## QUOTED PASSAGE
______
It has taken me a while to come to this conclusion though. As with most things, it takes me a while to muddle through and figure out the direction God wants me to point in. That is partly because the spinning static in my mind makes too much noise for me to remember to stop and hear and partly also because I dig my heels in the ground and want to argue.

As the lives of my growing children are changing and adapting to me not being at home, as daily things happen to my husband, family, and friends that I can never have as a personal memory; I have wanted to stomp my feet and shake my finger in protest at what I have considered to be the injustice here. "Can you even consider what I have put on hold and given up to be here and help? Do you not see and understand even a portion of the sacrifice?"

And then God reminded me that somewhere along the way I switched my dependence to those around me for my security, my well being and my identity instead of focusing on Him to be my all sufficiency. Having my family and friends around as encouragement in daily living is a fringe benefit but He is supposed to be my all in all.
______
## DATA EXCERPTS
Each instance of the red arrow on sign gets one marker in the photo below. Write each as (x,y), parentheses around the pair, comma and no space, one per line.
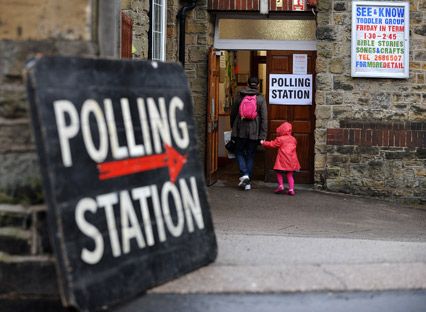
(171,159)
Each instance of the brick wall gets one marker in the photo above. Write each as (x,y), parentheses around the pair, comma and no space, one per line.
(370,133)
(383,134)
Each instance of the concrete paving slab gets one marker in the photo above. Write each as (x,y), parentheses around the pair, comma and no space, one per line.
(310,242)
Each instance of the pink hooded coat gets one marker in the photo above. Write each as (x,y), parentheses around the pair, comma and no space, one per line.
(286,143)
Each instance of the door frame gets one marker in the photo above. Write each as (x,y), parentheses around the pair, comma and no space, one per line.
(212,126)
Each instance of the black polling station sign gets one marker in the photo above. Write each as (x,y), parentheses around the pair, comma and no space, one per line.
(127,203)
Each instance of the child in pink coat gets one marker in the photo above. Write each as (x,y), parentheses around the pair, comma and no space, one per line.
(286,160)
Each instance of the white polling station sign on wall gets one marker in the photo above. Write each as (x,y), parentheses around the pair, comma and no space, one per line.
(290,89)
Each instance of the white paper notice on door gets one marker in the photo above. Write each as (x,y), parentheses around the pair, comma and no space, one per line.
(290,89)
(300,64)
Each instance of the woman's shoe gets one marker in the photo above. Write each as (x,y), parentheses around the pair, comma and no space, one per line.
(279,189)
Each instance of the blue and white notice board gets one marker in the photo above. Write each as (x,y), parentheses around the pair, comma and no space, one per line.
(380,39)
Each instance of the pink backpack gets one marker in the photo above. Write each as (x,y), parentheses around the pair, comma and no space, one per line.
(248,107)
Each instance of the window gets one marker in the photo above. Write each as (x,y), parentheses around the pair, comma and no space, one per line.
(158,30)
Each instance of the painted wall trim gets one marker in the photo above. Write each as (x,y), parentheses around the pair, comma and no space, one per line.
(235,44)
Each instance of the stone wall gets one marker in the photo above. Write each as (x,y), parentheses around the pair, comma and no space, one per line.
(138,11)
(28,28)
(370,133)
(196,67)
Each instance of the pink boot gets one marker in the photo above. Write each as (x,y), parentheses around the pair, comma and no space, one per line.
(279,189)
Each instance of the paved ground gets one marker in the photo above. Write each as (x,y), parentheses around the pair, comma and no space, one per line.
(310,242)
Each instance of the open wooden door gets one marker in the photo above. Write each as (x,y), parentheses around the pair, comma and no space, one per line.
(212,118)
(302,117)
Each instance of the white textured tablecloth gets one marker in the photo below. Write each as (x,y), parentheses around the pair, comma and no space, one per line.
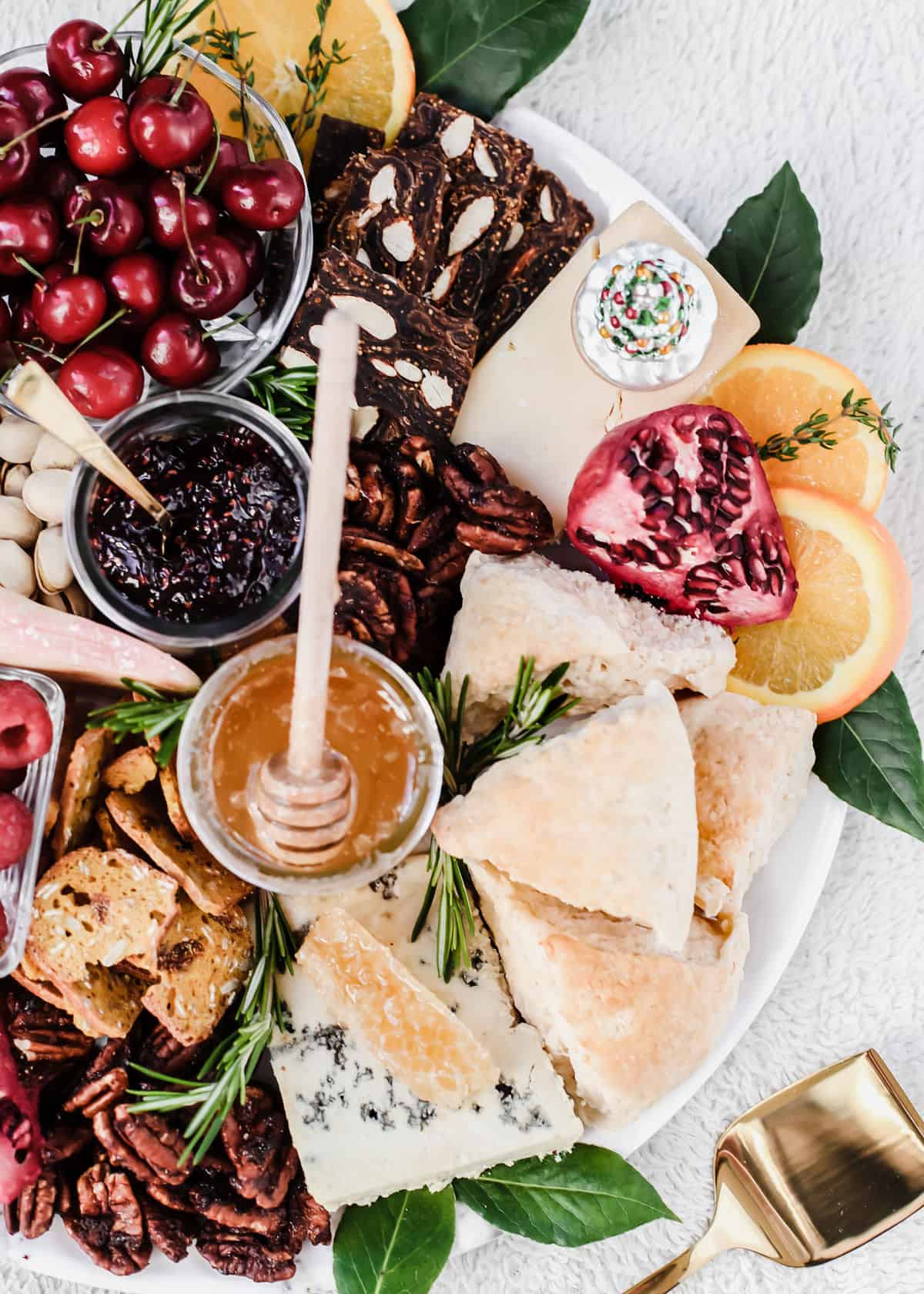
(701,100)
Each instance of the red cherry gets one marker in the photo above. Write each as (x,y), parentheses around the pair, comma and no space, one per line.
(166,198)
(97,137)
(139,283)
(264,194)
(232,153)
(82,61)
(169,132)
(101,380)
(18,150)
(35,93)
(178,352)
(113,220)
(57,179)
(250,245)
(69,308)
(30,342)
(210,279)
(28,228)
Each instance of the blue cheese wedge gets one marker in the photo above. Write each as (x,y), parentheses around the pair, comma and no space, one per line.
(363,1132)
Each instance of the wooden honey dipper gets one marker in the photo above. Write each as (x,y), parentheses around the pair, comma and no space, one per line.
______
## EXERCISES
**a)** From the passage about depending on God, list the things the writer says she came to depend on those around her for.
**b)** Answer these questions using the passage about depending on God, one answer a line:
(i) What two reasons does the writer give for taking a while to figure out the direction God wants her to point in?
(ii) What two things did the writer want to do in protest at what she saw as injustice?
(iii) What does the writer call having family and friends around as encouragement in daily living?
**c)** Copy the part of the passage about depending on God between "It has taken" and "want to argue.", inclusive.

## SET OF ANSWERS
**a)**
security
well being
identity

**b)**
(i) The spinning static in her mind makes too much noise for her to remember to stop and hear, and she digs her heels in the ground and wants to argue.
(ii) Stomp her feet and shake her finger.
(iii) A fringe benefit.

**c)**
It has taken me a while to come to this conclusion though. As with most things, it takes me a while to muddle through and figure out the direction God wants me to point in. That is partly because the spinning static in my mind makes too much noise for me to remember to stop and hear and partly also because I dig my heels in the ground and want to argue.